-- Task requirements --
Please find every line in the entries below that contains the string "bush", and copy it.

[Stored data entries]

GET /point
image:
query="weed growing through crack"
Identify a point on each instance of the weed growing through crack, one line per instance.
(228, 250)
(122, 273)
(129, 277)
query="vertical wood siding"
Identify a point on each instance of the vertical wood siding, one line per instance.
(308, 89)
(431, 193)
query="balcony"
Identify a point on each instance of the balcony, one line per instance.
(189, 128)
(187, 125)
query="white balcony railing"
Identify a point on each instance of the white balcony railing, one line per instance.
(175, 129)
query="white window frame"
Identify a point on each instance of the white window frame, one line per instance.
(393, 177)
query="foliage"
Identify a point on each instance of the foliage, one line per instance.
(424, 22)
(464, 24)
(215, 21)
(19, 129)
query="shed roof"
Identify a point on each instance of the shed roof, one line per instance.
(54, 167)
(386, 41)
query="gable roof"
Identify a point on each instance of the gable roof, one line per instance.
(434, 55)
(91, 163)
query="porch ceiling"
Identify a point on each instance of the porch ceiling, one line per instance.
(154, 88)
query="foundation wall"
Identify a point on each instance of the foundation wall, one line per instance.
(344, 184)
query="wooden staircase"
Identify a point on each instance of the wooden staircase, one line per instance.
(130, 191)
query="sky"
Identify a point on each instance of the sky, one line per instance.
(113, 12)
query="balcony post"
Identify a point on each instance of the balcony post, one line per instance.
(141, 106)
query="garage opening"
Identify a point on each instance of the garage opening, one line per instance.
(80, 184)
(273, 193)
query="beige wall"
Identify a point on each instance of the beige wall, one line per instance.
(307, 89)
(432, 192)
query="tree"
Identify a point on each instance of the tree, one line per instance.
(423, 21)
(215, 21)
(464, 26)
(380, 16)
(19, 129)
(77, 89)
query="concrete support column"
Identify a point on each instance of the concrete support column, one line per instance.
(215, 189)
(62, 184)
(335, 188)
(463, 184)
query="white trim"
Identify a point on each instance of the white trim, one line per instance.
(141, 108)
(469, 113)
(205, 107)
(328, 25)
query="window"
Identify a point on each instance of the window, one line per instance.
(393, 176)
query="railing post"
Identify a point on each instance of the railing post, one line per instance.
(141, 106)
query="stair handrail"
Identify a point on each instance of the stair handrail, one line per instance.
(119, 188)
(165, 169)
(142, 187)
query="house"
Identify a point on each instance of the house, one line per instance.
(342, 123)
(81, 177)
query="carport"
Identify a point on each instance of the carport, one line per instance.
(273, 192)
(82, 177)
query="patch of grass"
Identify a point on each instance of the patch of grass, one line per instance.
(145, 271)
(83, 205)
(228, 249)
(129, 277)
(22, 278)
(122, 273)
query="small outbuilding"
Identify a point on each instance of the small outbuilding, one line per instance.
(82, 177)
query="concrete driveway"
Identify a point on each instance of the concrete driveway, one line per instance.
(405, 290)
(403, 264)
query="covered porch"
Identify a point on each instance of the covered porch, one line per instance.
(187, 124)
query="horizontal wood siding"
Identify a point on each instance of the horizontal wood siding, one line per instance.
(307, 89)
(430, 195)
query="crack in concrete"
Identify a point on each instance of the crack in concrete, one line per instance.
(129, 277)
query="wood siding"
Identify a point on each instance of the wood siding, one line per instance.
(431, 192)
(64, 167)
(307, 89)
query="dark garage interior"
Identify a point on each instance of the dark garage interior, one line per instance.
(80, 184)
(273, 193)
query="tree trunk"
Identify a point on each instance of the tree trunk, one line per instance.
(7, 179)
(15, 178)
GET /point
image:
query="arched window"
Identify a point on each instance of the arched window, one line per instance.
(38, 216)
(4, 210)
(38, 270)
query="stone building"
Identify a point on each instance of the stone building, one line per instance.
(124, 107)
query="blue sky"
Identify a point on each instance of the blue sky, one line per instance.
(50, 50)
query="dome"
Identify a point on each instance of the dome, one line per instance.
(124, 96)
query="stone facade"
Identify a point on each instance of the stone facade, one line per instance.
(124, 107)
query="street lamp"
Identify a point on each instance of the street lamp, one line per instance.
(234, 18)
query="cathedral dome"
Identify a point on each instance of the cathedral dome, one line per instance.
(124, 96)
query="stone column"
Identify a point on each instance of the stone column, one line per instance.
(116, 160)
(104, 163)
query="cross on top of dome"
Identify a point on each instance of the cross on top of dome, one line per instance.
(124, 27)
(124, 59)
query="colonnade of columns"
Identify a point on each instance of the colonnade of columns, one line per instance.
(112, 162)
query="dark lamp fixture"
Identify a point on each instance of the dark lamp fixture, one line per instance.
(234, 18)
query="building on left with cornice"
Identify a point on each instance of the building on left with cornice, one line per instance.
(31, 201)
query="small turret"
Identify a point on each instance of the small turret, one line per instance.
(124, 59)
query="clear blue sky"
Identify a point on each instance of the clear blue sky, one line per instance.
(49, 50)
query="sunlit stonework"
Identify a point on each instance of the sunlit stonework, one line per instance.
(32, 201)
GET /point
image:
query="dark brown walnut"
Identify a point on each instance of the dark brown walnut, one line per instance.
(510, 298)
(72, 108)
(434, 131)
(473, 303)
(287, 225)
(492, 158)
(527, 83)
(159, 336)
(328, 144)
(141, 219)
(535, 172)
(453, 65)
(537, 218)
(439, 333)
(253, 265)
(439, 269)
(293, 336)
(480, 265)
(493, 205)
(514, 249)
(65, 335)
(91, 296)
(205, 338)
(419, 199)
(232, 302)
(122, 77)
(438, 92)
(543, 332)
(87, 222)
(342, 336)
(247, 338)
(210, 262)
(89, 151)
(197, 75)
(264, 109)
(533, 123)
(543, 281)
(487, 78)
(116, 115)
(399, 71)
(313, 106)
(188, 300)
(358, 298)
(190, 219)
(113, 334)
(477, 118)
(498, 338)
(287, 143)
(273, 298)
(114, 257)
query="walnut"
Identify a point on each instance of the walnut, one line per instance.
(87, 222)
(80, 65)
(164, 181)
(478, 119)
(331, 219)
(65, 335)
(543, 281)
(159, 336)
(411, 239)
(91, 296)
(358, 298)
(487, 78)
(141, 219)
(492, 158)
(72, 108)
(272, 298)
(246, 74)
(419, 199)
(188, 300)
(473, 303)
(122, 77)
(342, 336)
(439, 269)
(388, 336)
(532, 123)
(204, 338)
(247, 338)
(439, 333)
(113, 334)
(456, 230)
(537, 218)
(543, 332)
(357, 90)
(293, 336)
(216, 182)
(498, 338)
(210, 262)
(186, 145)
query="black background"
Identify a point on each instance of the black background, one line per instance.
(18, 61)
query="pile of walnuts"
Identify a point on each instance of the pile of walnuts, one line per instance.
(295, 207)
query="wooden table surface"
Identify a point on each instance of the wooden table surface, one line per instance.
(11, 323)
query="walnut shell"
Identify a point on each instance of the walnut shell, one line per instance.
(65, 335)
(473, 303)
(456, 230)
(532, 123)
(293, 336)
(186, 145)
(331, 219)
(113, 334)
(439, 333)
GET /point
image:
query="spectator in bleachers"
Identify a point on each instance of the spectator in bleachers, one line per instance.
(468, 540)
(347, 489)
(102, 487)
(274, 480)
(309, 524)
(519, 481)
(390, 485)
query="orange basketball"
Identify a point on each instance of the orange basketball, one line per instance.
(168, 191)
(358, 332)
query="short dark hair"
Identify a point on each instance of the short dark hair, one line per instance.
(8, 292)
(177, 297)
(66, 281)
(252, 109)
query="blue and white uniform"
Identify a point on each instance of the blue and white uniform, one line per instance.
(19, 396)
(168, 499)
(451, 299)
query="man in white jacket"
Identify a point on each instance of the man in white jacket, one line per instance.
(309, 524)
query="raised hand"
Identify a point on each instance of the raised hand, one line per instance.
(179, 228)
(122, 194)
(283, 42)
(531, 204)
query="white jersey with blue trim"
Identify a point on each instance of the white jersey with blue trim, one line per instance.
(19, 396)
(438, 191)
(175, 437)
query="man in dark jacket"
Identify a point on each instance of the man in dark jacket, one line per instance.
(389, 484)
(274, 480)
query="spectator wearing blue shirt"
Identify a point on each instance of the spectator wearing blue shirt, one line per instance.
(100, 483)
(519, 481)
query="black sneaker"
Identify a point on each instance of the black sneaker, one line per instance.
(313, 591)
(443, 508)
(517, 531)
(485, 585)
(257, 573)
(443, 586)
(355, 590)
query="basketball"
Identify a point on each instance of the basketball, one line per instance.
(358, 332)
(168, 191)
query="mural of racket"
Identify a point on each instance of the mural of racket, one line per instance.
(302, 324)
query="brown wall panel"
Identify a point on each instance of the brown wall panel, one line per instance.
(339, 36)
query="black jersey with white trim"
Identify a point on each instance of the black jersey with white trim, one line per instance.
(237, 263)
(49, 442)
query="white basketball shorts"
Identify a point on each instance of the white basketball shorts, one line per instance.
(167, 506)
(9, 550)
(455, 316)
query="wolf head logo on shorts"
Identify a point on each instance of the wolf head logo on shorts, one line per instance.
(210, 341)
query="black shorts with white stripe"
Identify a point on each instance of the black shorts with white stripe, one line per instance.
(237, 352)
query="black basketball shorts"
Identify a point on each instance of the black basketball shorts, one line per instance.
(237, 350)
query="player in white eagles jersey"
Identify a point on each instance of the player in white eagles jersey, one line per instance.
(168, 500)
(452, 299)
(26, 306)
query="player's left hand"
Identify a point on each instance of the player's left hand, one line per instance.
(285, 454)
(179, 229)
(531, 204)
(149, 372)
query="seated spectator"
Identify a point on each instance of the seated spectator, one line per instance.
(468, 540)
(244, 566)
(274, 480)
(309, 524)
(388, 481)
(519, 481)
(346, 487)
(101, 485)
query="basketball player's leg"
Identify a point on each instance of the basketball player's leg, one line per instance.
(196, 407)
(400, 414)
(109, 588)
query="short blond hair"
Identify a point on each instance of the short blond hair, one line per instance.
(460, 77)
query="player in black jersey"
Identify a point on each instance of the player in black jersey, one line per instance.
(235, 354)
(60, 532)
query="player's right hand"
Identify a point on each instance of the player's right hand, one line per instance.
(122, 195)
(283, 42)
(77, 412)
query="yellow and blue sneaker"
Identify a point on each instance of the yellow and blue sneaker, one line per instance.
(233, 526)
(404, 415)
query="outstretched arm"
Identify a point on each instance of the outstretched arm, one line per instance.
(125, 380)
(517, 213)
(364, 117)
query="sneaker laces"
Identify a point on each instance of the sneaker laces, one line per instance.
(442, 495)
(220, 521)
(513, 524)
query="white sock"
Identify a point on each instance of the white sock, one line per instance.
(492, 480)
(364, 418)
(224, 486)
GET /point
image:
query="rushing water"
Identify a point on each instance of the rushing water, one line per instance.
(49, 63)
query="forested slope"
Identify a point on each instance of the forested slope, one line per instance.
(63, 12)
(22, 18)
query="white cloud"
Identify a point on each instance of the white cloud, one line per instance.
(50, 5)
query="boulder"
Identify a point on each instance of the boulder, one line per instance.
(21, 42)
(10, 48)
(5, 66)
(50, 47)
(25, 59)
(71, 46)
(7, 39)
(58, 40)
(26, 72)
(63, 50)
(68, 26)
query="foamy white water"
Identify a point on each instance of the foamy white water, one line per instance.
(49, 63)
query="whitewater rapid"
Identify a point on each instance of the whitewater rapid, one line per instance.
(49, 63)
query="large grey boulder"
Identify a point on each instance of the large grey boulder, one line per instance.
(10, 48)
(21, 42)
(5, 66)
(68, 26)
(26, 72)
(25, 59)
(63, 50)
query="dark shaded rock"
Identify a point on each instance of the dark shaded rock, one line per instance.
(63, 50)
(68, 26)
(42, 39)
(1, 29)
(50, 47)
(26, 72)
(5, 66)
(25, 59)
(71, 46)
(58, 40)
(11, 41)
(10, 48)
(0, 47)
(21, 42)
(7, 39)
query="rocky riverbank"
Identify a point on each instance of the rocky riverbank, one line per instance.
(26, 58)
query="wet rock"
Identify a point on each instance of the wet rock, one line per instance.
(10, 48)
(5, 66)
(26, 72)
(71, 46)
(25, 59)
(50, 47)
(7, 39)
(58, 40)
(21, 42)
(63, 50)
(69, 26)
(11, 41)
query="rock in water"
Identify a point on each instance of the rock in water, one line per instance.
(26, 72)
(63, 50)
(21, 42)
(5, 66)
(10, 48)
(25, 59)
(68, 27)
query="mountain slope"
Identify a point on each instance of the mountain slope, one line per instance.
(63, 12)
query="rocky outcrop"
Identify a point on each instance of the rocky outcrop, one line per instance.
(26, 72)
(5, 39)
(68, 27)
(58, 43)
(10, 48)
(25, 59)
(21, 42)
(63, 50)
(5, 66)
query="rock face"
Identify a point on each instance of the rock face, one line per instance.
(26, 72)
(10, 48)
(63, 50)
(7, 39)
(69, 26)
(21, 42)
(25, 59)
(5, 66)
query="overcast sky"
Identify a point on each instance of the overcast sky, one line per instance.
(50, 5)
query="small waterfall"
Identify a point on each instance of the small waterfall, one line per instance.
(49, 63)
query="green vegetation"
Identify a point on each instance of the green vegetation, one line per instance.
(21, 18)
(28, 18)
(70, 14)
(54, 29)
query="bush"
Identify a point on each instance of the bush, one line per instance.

-- Solved problem --
query="bush"
Identify a point on each instance of the bush, one line per instance.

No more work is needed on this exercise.